— EXERCISE DESCRIPTION —
Reproduce the data from its start through the line containing "point(106, 405)", keeping every line, with each answer coordinate multiplied by 1.05 and rounded to a whole number, halves up. Leave the format sample points unchanged and leave the pictures out.

— SUPPLIED RECORDS —
------------------------------------------------------------

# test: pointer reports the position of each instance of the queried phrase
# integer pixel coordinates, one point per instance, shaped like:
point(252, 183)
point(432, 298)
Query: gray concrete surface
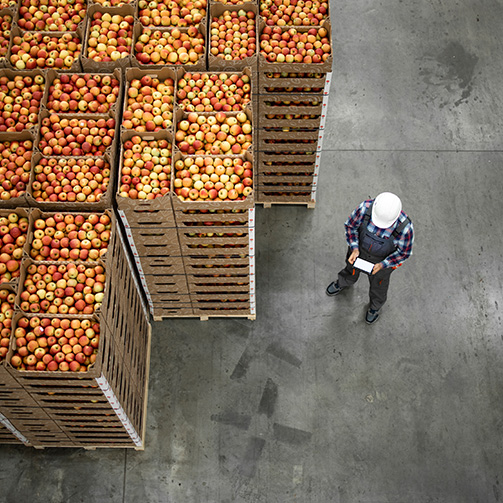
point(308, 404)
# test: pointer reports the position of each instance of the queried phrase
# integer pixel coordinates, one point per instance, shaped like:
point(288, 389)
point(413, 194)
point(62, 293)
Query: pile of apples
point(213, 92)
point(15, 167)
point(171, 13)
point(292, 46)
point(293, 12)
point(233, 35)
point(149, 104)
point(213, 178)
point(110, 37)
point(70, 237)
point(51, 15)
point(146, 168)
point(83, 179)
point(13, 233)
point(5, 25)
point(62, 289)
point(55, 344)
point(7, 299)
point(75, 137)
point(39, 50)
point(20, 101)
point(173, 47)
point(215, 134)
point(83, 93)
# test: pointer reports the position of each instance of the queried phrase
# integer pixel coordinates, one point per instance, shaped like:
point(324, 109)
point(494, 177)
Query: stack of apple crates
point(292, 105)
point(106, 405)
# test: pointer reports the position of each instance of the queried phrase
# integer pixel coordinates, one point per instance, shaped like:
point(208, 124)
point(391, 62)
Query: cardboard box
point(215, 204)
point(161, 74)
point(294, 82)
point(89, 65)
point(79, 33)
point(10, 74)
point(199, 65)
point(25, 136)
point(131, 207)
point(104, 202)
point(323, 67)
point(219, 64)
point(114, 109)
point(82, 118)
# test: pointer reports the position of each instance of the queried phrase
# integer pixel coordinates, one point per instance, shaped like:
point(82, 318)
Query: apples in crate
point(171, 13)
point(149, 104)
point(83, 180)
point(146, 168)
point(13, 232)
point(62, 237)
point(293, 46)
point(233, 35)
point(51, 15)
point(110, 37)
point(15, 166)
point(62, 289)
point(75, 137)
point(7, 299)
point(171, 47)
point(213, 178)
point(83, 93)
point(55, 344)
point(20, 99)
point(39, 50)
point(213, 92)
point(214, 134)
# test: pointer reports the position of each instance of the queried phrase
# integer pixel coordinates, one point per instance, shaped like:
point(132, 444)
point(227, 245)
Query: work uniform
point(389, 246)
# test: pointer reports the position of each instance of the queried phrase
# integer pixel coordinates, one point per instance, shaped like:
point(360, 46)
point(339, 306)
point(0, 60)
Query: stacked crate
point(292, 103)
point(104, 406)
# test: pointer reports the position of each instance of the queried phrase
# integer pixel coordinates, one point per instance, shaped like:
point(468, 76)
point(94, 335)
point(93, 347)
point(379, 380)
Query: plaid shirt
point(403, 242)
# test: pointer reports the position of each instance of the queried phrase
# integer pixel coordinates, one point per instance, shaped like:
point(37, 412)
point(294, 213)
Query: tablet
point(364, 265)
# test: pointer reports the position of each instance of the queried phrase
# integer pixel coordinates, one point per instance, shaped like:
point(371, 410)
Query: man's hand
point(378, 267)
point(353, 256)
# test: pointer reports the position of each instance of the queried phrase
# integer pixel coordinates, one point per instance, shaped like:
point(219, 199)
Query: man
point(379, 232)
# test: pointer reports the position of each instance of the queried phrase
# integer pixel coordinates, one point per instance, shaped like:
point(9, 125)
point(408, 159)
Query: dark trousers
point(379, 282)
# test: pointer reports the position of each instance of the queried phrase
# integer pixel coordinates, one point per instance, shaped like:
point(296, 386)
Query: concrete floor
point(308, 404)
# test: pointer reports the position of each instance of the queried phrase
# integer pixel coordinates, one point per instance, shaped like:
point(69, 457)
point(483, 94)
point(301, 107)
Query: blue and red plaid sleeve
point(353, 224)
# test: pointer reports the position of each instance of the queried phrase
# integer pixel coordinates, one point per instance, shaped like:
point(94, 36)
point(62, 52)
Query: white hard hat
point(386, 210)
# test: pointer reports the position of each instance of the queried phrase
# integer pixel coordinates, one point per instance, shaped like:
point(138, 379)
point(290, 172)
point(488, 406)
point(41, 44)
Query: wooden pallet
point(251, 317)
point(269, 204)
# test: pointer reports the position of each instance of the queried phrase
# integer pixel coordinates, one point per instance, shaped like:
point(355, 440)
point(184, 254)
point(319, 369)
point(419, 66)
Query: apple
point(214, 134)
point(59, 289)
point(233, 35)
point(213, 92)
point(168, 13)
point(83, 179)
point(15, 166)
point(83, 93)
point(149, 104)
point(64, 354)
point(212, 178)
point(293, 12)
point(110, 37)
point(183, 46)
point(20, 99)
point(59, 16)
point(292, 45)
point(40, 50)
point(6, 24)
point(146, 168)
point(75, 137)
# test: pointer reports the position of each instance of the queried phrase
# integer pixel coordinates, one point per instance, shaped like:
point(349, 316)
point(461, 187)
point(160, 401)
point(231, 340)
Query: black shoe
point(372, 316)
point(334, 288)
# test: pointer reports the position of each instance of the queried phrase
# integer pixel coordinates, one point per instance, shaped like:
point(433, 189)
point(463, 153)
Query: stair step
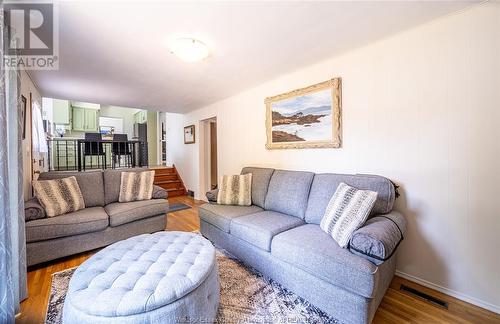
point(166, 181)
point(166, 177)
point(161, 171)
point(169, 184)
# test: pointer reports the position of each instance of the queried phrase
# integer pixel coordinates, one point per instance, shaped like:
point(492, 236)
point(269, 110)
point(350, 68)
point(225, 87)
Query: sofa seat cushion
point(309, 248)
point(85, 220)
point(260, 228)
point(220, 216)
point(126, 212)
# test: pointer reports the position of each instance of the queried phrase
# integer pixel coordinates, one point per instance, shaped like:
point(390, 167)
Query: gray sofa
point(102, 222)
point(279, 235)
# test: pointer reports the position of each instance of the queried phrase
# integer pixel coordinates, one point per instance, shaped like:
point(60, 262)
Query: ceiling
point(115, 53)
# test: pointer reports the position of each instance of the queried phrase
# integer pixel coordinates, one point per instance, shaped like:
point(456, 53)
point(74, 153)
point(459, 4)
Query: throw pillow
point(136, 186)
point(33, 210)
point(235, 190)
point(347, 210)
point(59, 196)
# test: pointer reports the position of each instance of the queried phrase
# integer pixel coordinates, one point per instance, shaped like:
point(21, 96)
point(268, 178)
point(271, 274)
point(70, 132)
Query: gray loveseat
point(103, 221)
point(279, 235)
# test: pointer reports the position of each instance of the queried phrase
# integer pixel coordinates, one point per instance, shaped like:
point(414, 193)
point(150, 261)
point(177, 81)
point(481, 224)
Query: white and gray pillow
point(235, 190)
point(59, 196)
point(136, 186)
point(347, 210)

------------------------------------------------------------

— THE SOLUTION —
# test: pointer reports the position of each instance of the queried phrase
# integer pixel coordinates, one point per instance, shaped like:
point(252, 183)
point(432, 298)
Query: gray concrete surface
point(323, 424)
# test: pointer reports the position of each instance of the queried phrase
# integer pixel coordinates, one point per instance, shaped like:
point(288, 389)
point(413, 194)
point(62, 293)
Query: pile of apples
point(224, 97)
point(16, 175)
point(180, 14)
point(307, 48)
point(308, 13)
point(245, 37)
point(156, 109)
point(224, 187)
point(116, 39)
point(74, 249)
point(54, 16)
point(153, 176)
point(87, 188)
point(14, 245)
point(5, 26)
point(65, 303)
point(58, 361)
point(7, 314)
point(79, 144)
point(41, 53)
point(21, 106)
point(182, 49)
point(226, 141)
point(87, 98)
# test: pointer reports the position of each instance of the queried phrase
# integer pixel coordinates, one point per instance, shaped like:
point(324, 109)
point(494, 177)
Query: stack of apple crates
point(307, 110)
point(111, 425)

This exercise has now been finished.